(Excerpts from point annotation data)

_ _ _

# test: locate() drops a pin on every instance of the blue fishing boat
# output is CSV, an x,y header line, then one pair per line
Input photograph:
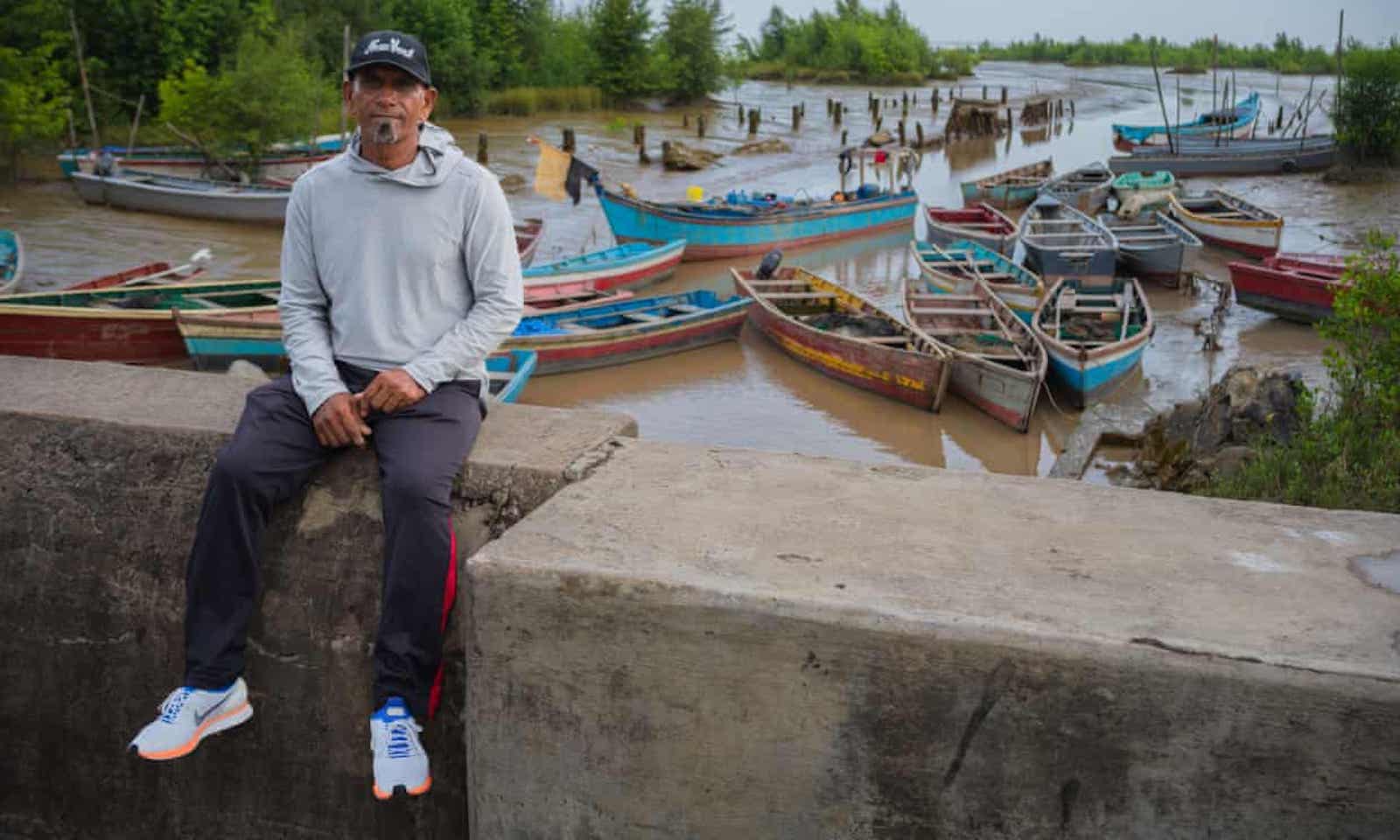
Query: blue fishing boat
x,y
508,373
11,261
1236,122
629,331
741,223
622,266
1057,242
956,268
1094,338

_ _ _

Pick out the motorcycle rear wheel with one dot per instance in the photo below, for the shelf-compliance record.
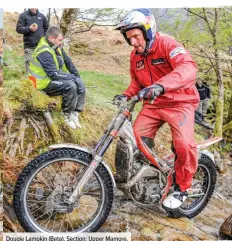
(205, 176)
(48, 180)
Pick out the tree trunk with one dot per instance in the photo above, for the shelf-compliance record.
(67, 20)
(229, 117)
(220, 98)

_ _ _

GIVEN INSTRUCTION - Find each line in the records that contains the string "compliance", matching case, and copy those lines.

COMPLETE ANSWER -
Pick out the motorcycle rear wheel with one dot per instance in the photo below, for the shelf-compliance record.
Pick out the tree trunk with one dot per instance in the photo above, for the shelf-compliance record.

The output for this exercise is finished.